▶ [Work to be completed] Rewrite the lines from the first one up to and including the line with "left=370, top=673, right=504, bottom=754", changing "medical imaging pipeline" to "street mapping project" and keeping everything else the same.

##### Records for the task

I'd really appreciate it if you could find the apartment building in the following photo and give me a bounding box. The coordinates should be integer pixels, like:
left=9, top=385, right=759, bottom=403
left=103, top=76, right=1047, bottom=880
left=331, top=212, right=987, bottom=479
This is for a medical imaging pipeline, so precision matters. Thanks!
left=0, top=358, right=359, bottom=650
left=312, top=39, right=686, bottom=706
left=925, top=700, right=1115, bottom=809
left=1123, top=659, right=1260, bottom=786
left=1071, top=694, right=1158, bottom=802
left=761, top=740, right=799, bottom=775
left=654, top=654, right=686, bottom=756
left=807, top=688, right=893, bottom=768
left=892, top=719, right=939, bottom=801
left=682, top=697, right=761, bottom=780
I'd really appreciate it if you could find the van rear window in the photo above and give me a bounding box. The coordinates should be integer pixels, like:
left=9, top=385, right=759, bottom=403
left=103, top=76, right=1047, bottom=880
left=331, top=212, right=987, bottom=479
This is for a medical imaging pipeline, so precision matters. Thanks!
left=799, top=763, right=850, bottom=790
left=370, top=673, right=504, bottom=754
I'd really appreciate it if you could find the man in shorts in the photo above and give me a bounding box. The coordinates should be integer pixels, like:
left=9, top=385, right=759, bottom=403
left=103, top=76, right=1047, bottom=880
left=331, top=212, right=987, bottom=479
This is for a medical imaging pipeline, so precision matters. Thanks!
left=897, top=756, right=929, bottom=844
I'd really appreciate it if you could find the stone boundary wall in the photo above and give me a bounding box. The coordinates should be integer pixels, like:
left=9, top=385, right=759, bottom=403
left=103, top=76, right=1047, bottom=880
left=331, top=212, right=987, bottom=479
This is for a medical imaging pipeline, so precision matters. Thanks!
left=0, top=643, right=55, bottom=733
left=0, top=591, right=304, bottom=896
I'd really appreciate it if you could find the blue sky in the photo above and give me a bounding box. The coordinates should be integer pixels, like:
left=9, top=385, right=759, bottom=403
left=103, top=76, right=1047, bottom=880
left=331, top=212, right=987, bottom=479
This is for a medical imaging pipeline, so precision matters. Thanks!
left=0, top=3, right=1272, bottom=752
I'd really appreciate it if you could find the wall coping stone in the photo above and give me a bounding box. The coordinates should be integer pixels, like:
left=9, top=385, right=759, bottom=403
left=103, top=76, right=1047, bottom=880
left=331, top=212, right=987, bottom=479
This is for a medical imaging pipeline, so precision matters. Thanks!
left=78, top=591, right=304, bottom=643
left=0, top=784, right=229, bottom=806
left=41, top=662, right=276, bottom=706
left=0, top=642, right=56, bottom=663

##########

▶ [Problem solution]
I'd really appreciate it if you could find the apartment building in the following photo and give me a bounding box. The coordinates should be integer pixels, like:
left=9, top=385, right=759, bottom=403
left=103, top=76, right=1047, bottom=880
left=331, top=212, right=987, bottom=479
This is for a street mapping project, so precision matters. Thanks!
left=0, top=358, right=359, bottom=650
left=312, top=39, right=686, bottom=706
left=925, top=700, right=1115, bottom=809
left=1123, top=659, right=1260, bottom=786
left=1071, top=694, right=1158, bottom=802
left=761, top=740, right=799, bottom=775
left=654, top=654, right=686, bottom=756
left=807, top=688, right=893, bottom=768
left=892, top=719, right=939, bottom=801
left=682, top=697, right=761, bottom=780
I'd really appreciate it if you could find the van rear window in the photo above and give me a bounding box. The coordinates should be integer pixels, like:
left=9, top=385, right=759, bottom=403
left=103, top=76, right=1047, bottom=880
left=331, top=212, right=987, bottom=479
This is for a street mapping project, so precision matters. Thanks!
left=799, top=763, right=850, bottom=790
left=370, top=673, right=504, bottom=754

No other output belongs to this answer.